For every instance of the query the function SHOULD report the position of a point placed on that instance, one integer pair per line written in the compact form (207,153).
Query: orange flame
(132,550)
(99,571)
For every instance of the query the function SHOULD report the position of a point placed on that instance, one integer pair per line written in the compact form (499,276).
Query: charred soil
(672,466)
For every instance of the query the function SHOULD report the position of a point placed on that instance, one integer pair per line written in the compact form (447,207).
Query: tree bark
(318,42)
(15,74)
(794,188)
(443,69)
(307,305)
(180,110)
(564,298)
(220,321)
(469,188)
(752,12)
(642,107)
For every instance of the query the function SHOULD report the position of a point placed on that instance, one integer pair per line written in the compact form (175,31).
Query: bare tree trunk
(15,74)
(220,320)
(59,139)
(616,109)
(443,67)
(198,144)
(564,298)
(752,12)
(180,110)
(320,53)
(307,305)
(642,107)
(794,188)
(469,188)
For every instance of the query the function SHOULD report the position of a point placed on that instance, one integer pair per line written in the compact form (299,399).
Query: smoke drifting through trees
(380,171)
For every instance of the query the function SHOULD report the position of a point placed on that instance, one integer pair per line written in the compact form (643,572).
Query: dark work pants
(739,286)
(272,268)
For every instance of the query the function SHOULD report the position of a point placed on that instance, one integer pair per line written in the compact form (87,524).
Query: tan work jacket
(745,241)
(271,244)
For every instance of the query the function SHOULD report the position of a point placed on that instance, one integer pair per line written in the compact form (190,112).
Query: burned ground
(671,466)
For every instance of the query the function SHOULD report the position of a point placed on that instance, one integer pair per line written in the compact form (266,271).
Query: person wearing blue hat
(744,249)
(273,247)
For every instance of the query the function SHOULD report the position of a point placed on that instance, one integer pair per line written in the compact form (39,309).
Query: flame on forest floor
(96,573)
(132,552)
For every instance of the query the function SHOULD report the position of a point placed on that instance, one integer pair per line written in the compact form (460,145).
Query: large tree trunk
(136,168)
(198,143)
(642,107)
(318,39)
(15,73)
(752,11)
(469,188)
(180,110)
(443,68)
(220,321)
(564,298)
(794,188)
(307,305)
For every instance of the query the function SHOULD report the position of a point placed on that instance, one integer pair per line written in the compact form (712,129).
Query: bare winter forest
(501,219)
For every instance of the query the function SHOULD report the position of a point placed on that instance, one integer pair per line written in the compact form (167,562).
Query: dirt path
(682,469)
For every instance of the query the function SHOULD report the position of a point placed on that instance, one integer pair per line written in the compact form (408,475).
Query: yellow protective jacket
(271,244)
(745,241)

...

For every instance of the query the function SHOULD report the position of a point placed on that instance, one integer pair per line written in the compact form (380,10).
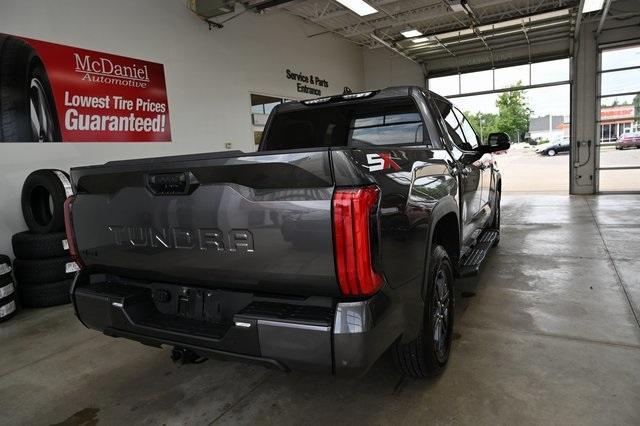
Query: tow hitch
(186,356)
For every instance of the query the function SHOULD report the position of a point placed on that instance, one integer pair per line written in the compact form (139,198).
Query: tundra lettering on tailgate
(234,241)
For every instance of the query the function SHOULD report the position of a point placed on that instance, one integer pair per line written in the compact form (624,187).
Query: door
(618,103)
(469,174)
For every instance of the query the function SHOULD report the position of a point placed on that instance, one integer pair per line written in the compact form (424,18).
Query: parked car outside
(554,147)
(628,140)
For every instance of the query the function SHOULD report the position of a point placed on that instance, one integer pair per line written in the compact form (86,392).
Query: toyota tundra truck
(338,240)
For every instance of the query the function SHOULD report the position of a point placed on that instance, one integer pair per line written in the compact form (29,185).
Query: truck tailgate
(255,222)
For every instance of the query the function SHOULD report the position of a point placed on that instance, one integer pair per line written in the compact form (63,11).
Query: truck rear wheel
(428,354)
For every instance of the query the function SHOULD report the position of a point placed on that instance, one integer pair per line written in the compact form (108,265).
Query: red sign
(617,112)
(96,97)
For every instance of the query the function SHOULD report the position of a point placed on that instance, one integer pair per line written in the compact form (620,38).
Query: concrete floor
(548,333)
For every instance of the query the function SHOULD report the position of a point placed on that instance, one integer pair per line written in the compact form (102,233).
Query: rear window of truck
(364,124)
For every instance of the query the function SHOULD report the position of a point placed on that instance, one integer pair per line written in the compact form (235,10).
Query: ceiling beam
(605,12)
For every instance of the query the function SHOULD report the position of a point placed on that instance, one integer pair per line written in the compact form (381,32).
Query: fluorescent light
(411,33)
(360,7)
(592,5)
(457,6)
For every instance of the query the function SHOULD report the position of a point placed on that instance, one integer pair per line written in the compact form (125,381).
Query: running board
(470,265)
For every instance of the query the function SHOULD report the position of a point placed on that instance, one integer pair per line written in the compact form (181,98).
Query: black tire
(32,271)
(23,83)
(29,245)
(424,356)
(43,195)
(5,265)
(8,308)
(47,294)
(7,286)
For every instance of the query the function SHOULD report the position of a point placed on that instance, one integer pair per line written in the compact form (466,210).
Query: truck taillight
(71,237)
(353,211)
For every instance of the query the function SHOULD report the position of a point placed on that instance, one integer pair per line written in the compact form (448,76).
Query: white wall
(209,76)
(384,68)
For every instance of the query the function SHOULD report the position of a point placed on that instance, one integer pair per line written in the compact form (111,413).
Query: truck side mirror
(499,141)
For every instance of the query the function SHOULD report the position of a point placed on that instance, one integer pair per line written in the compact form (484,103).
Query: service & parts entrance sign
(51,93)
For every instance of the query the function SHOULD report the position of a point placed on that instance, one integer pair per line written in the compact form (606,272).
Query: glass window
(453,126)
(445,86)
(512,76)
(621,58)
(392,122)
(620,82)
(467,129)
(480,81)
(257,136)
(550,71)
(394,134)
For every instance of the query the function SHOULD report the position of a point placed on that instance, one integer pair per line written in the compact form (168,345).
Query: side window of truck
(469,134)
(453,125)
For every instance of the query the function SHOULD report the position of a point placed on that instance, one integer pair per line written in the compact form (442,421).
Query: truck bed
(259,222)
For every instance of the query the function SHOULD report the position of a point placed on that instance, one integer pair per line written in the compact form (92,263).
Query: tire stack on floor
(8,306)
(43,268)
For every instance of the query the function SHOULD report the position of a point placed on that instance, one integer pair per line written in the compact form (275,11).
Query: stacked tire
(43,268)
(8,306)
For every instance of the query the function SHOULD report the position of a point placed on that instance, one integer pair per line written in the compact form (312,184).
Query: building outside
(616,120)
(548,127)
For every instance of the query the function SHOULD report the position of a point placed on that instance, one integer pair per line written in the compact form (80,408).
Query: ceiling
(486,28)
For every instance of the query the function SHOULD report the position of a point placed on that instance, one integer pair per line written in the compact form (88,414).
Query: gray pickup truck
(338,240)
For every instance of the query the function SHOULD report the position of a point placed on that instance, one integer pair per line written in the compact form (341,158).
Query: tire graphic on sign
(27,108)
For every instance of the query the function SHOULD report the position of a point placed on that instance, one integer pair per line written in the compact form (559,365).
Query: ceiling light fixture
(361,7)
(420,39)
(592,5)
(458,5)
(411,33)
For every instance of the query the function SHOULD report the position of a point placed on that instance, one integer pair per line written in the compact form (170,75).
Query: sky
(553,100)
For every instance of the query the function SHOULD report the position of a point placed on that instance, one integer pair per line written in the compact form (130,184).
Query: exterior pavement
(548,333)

● DIRECTIVE
Collect every line in the records above that contains the string "flame", and copy each such line unchanged.

● RIGHT ANSWER
Query: orange flame
Query: flame on forest floor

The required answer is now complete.